• [Directive]:
Your task is to transcribe all of the records exactly and leave out the pictures.

— Begin Dataset extract —

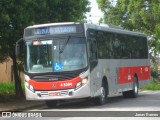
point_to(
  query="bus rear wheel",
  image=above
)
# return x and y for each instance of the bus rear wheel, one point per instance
(132, 93)
(100, 100)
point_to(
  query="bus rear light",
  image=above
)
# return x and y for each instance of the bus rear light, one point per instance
(81, 83)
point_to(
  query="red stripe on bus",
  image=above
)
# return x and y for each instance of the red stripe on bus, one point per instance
(55, 85)
(126, 74)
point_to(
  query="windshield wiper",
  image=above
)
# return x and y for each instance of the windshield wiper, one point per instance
(66, 42)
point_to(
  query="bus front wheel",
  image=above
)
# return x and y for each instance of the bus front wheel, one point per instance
(51, 103)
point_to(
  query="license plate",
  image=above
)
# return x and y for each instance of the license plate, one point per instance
(54, 94)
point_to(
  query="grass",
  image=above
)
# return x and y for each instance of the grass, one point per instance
(152, 86)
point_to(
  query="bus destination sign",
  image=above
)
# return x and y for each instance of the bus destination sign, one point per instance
(55, 30)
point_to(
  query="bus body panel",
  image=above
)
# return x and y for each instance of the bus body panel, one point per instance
(119, 73)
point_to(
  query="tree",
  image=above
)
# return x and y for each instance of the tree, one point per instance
(137, 15)
(15, 15)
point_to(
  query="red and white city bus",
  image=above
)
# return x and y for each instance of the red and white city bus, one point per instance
(65, 61)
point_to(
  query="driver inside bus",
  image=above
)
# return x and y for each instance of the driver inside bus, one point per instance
(76, 56)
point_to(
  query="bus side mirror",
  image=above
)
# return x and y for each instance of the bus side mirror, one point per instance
(18, 46)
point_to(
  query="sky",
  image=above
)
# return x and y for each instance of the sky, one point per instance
(95, 14)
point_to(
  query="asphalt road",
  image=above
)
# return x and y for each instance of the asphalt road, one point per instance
(146, 106)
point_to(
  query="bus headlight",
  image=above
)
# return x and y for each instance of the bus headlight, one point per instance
(81, 83)
(30, 87)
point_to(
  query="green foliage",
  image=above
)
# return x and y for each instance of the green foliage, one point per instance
(152, 86)
(7, 88)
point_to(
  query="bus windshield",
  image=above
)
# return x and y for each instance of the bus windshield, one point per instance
(56, 55)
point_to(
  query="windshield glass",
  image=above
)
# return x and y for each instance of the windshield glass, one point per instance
(56, 55)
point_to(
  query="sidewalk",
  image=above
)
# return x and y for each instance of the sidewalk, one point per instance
(19, 105)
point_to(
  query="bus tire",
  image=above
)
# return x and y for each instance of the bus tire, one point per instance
(100, 100)
(132, 93)
(51, 103)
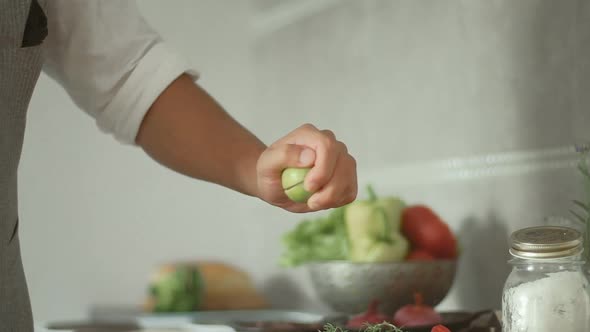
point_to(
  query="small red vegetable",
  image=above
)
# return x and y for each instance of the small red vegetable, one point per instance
(419, 255)
(440, 328)
(416, 314)
(427, 231)
(371, 316)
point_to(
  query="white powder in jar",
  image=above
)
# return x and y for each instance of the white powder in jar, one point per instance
(558, 302)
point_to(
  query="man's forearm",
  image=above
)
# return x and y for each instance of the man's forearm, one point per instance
(187, 131)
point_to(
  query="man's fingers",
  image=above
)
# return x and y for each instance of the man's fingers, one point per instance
(278, 157)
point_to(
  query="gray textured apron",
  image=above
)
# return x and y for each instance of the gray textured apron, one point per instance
(22, 30)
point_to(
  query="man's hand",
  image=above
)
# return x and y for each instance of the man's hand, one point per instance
(332, 178)
(188, 131)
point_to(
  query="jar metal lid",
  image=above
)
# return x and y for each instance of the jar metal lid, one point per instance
(546, 242)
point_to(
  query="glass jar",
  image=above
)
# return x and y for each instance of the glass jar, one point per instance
(546, 289)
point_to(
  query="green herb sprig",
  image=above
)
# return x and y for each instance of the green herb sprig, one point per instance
(584, 216)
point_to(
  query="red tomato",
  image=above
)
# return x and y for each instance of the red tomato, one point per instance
(425, 230)
(419, 255)
(440, 328)
(416, 314)
(371, 316)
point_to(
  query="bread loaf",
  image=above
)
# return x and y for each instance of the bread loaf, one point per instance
(193, 286)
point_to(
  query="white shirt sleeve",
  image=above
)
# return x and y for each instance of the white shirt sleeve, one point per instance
(110, 61)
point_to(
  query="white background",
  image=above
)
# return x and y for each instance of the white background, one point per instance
(403, 83)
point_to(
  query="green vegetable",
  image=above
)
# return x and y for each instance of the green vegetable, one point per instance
(177, 290)
(363, 231)
(381, 327)
(292, 181)
(584, 216)
(317, 240)
(373, 229)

— End Dataset extract —

• [Solution to the problem]:
point_to(
  query="bus rear wheel",
  image=above
)
# return x and y for each instance of the bus rear wheel, one point per instance
(132, 93)
(100, 100)
point_to(
  query="bus rear light",
  image=above
)
# return x and y for each instance of the bus rear light, one point per instance
(81, 83)
point_to(
  query="red stripe on bus",
  image=above
)
# return x and y for each instance of the red stripe on bus, one point per instance
(55, 85)
(126, 74)
point_to(
  query="windshield wiper",
  image=above
)
# return x and y for each instance of the windshield wiper, one point per instance
(66, 42)
point_to(
  query="bus front wheel",
  image=above
)
# return x and y for each instance of the bus front wheel, one point per instance
(51, 103)
point_to(
  query="license plate",
  image=above
)
# return x and y for each instance of the license plate, one point per instance
(54, 94)
point_to(
  query="grass",
  image=above
)
# return x and y for each instance of the grass, one point per instance
(152, 86)
point_to(
  query="bus destination sign",
  image=above
)
# return x and y for each instance of the bus destination sign, one point per instance
(55, 30)
point_to(
  query="bus body panel",
  image=above
)
# return x and y for each instance of the bus body panel, one point per instance
(119, 73)
point_to(
  query="tree",
  image=above
)
# return x and y for each instance of the tree, one point per instance
(137, 15)
(15, 15)
point_to(
  query="red and white city bus",
  image=above
)
# return x and y for each instance of the red and white city bus, one point per instance
(65, 61)
point_to(
  query="driver inside bus",
  image=above
)
# return x and y for each instance of the driver inside bus, one point per instance
(76, 56)
point_to(
  query="bus side mirror",
  image=above
)
# return x and y for each instance of the bus side mirror, one point per instance
(18, 46)
point_to(
  query="sky",
  image=above
)
# return x and y for each instance of the sky, one point per instance
(95, 14)
point_to(
  query="asphalt road",
  image=above
)
# return x and y for each instance of the asphalt road, one point per instance
(146, 106)
point_to(
  query="bus headlight",
  image=above
)
# return x and y for each instance of the bus headlight, one point per instance
(81, 83)
(30, 87)
point_to(
  query="green foliage",
  image=above
)
# return x and y for each instance of the green foliage, one point per instance
(152, 86)
(7, 88)
point_to(
  query="bus windshield",
  image=above
)
# return x and y for each instance of the bus windshield, one point per instance
(56, 55)
point_to(
  query="windshield glass",
  image=above
)
# return x and y for each instance of the windshield glass, one point per instance
(56, 55)
point_to(
  query="sidewalk",
  image=above
)
# return x and y for each instance of the sidewalk, one point per instance
(19, 105)
point_to(
  query="bus tire",
  image=above
)
# return x and y for each instance of the bus tire, one point per instance
(100, 100)
(132, 93)
(51, 103)
point_to(
  query="small red vegetable",
  image=above
)
# return x and y for each instance of the small red vegetable, one point per instance
(419, 255)
(440, 328)
(416, 314)
(427, 231)
(371, 316)
point_to(
  query="white powder in jar",
  image=above
)
# return x and y for each instance of the white powder in jar, one point per instance
(558, 302)
point_to(
  query="man's forearm",
  image=above
)
# return x and y for each instance of the man's forearm, one point per instance
(187, 131)
point_to(
  query="man's fingers",
  image=above
)
# return x and y for each instance of the man's fingers, one point per instance
(278, 157)
point_to(
  query="gray textured apron",
  image=above
)
# return x and y for each instance of the gray textured apron, one point per instance
(22, 30)
point_to(
  query="man's hand",
  image=above
)
# return x and y for each instance of the man's hand, one point per instance
(332, 178)
(188, 131)
point_to(
  query="jar metal lid",
  image=above
)
# return x and y for each instance of the jar metal lid, one point per instance
(546, 242)
point_to(
  query="glass jar",
  image=above
)
# return x and y for each instance of the glass jar, one point per instance
(546, 289)
point_to(
  query="green herb sprig",
  image=above
)
# return x and y for each instance of the green herb sprig, one point per instance
(584, 216)
point_to(
  query="red tomato",
  image=above
)
# return x and y for each instance of the red tomato, one point per instance
(425, 230)
(419, 255)
(440, 328)
(416, 314)
(371, 316)
point_to(
  query="bread loaf",
  image=above
)
# return x and y for each instance of the bread loaf, one point per instance
(193, 286)
point_to(
  query="white shirt sleeve",
  image=above
)
# return x and y for each instance of the white shirt sleeve, one point per instance
(110, 61)
point_to(
  query="white background",
  image=above
)
# return x and y for each instance of the white background, one point per instance
(403, 83)
point_to(
  query="green vegetable",
  image=above
)
# return x and y for each instance of the green vegetable, one point per instance
(177, 290)
(363, 231)
(381, 327)
(292, 181)
(584, 216)
(317, 240)
(373, 229)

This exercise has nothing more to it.